Pick out each line in the items below that contains the word "basketball", and copy those lines.
:: TASK DATA
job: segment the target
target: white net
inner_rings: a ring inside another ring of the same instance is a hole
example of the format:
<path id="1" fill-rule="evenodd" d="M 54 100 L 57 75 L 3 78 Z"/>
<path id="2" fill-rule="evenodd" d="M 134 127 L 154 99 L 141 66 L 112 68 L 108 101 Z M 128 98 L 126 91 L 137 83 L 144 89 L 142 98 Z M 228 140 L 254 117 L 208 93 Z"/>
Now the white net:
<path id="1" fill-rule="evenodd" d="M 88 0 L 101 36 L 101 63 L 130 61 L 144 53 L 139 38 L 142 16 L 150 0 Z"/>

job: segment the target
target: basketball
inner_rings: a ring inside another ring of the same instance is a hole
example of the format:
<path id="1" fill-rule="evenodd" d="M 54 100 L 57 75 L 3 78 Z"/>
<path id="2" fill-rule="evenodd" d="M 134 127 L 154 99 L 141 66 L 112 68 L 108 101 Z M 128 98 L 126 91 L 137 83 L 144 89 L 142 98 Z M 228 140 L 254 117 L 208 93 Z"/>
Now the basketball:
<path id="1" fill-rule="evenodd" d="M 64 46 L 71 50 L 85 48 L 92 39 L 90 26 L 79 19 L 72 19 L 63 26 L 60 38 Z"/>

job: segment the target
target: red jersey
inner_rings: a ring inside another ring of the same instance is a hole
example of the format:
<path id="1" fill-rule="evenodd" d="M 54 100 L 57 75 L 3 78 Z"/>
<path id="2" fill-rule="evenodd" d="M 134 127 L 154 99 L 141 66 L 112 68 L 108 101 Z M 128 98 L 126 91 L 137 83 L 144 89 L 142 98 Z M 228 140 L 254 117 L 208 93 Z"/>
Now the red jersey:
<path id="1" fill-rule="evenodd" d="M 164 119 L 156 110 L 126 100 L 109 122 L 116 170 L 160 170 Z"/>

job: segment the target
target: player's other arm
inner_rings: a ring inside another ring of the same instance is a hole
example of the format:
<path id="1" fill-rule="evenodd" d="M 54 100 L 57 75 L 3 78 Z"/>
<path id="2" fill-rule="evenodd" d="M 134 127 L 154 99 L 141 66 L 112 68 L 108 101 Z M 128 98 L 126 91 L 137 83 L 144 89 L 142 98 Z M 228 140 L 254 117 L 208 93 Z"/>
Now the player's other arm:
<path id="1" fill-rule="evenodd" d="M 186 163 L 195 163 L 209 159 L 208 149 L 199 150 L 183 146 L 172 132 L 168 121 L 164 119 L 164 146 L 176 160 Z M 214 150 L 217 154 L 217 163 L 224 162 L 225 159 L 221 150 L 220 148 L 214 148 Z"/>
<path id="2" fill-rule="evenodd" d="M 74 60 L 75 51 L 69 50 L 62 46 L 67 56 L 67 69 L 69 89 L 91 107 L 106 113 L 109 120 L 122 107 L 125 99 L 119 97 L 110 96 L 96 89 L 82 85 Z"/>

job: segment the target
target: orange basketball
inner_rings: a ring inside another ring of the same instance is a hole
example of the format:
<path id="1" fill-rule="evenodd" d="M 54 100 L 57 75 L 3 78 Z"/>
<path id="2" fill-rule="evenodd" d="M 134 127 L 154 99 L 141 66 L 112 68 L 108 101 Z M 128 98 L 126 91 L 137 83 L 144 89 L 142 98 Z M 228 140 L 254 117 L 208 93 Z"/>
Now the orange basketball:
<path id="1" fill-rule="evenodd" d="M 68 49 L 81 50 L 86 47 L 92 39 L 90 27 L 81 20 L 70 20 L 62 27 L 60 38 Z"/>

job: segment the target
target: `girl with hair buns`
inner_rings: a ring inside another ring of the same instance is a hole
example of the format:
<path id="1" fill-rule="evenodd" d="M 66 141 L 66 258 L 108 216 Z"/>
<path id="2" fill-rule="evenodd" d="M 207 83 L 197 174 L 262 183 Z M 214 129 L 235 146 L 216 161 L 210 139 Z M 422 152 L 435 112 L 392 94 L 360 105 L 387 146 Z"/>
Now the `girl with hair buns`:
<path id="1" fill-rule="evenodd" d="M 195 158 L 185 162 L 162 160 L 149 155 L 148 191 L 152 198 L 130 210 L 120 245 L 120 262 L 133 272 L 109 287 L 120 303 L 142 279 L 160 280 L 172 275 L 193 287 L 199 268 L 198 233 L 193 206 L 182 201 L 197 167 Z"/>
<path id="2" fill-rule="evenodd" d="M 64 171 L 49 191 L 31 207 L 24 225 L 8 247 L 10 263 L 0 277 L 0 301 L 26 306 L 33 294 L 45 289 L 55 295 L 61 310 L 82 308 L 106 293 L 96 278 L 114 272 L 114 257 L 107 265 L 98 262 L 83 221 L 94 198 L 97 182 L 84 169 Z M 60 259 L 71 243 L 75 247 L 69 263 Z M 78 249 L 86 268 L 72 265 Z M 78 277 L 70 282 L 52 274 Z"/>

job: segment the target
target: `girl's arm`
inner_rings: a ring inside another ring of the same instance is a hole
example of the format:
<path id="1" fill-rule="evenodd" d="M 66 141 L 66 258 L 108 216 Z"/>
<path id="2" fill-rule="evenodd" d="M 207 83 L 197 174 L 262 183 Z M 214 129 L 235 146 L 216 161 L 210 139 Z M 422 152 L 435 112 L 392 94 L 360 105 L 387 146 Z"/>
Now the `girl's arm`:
::::
:: TASK DATA
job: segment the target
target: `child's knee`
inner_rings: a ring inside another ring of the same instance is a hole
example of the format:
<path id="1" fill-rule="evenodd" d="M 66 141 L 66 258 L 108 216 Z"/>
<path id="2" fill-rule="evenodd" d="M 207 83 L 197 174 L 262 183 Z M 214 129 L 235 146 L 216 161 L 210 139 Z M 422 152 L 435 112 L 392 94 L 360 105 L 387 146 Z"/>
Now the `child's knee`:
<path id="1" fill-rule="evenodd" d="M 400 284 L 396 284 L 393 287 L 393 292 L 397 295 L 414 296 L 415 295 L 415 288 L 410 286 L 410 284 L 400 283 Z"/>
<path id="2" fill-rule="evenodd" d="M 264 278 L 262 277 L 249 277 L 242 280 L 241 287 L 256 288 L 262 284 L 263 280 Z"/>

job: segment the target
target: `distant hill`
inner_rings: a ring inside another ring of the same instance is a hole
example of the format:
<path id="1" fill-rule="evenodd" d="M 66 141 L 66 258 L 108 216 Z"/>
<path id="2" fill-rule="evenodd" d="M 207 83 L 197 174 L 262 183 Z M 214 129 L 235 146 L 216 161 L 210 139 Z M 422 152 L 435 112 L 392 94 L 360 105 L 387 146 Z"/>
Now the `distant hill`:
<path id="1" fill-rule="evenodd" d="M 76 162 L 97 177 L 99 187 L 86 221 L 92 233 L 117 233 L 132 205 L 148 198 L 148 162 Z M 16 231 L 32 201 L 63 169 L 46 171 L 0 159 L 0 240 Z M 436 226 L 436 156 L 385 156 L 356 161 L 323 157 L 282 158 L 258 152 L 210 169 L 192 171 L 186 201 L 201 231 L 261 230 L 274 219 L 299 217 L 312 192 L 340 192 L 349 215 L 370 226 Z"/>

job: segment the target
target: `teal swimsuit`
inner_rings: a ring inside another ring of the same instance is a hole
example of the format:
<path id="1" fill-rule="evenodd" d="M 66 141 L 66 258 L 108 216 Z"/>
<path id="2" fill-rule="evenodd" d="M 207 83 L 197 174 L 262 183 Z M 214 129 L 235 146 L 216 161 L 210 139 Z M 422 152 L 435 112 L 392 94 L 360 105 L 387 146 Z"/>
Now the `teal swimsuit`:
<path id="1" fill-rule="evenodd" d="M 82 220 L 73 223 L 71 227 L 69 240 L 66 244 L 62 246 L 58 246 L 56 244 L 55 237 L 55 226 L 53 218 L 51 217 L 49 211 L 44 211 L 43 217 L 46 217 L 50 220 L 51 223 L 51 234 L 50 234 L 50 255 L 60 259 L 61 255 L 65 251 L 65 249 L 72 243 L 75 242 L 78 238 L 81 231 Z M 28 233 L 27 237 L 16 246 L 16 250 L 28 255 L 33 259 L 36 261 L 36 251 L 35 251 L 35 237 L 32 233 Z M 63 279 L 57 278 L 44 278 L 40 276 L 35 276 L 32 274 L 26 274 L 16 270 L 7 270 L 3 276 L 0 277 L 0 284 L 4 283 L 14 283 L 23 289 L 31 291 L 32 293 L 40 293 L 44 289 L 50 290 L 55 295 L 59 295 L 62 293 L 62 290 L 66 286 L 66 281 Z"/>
::::
:: TASK DATA
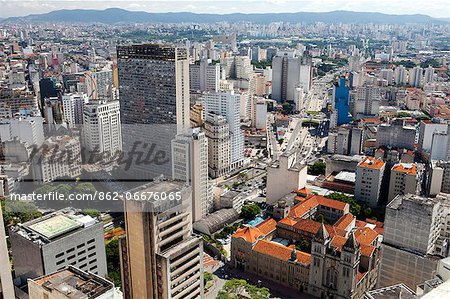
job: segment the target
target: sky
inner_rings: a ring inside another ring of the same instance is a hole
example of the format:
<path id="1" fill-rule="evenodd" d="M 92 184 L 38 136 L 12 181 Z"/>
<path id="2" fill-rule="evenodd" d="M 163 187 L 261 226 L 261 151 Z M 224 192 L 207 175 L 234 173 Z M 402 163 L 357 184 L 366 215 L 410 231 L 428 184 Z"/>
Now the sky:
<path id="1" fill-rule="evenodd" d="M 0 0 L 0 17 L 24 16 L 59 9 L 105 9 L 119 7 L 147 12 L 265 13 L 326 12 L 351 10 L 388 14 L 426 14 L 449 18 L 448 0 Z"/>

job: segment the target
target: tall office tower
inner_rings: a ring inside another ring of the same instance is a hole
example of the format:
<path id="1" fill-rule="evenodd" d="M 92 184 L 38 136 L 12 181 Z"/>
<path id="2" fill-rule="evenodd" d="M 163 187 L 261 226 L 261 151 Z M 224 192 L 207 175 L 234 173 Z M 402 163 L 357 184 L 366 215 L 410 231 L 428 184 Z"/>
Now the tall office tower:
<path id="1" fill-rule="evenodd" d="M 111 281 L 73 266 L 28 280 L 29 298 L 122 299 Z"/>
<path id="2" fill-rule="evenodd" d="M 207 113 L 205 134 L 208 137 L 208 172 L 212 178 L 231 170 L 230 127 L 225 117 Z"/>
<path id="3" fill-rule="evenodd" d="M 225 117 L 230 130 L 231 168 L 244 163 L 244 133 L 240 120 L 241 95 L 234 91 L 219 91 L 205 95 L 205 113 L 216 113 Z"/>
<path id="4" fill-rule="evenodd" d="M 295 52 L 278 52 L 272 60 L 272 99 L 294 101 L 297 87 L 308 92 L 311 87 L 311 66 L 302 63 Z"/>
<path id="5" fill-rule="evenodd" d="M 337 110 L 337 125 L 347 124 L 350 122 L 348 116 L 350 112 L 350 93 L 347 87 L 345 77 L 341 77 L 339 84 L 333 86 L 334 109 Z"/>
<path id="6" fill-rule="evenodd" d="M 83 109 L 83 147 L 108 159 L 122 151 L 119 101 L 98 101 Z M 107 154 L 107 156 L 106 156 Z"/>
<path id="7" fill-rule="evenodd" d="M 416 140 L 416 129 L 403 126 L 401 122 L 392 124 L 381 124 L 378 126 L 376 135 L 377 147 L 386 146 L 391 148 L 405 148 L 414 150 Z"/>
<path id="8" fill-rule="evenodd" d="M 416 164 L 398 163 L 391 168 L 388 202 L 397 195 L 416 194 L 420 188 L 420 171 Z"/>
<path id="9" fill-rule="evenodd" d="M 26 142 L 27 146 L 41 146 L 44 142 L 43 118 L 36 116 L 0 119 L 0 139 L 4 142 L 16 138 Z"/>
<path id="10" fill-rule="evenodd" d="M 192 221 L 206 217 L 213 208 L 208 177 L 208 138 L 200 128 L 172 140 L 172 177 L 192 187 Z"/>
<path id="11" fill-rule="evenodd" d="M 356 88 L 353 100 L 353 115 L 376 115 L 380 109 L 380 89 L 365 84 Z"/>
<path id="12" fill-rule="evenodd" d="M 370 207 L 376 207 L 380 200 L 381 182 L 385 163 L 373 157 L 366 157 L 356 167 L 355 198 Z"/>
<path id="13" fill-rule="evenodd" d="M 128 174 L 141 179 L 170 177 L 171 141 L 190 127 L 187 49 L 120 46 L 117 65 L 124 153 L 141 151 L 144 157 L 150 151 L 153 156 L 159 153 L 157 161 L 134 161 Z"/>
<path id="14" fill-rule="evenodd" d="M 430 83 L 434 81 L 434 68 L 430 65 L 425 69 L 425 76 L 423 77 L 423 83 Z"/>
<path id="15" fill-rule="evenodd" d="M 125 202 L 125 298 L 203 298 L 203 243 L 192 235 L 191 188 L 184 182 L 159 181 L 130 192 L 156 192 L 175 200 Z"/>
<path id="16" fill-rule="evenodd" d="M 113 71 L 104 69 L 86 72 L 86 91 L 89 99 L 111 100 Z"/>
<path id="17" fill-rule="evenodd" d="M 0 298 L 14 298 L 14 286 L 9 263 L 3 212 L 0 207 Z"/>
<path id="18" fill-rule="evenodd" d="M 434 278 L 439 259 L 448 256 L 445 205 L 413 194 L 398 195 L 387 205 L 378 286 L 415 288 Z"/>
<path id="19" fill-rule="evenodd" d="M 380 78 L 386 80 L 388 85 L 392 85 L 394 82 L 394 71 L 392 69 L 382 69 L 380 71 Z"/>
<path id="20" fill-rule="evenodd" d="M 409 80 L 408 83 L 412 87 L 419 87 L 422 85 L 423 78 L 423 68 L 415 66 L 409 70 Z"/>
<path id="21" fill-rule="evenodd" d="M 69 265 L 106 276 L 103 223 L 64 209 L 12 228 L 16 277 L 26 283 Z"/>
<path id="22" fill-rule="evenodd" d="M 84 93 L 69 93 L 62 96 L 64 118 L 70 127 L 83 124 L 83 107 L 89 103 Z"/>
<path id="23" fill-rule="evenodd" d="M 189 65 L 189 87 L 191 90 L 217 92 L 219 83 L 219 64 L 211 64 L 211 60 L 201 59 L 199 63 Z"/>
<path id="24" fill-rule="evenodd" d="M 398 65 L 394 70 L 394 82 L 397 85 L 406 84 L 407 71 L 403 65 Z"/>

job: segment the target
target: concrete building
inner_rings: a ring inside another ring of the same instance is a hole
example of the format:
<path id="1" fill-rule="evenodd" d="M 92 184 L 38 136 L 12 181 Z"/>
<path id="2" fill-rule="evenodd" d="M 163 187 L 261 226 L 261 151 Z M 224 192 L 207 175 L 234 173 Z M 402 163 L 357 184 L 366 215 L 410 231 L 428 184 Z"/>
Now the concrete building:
::::
= EXERCISE RESPONSE =
target: basketball
Now the basketball:
target: orange basketball
Now the orange basketball:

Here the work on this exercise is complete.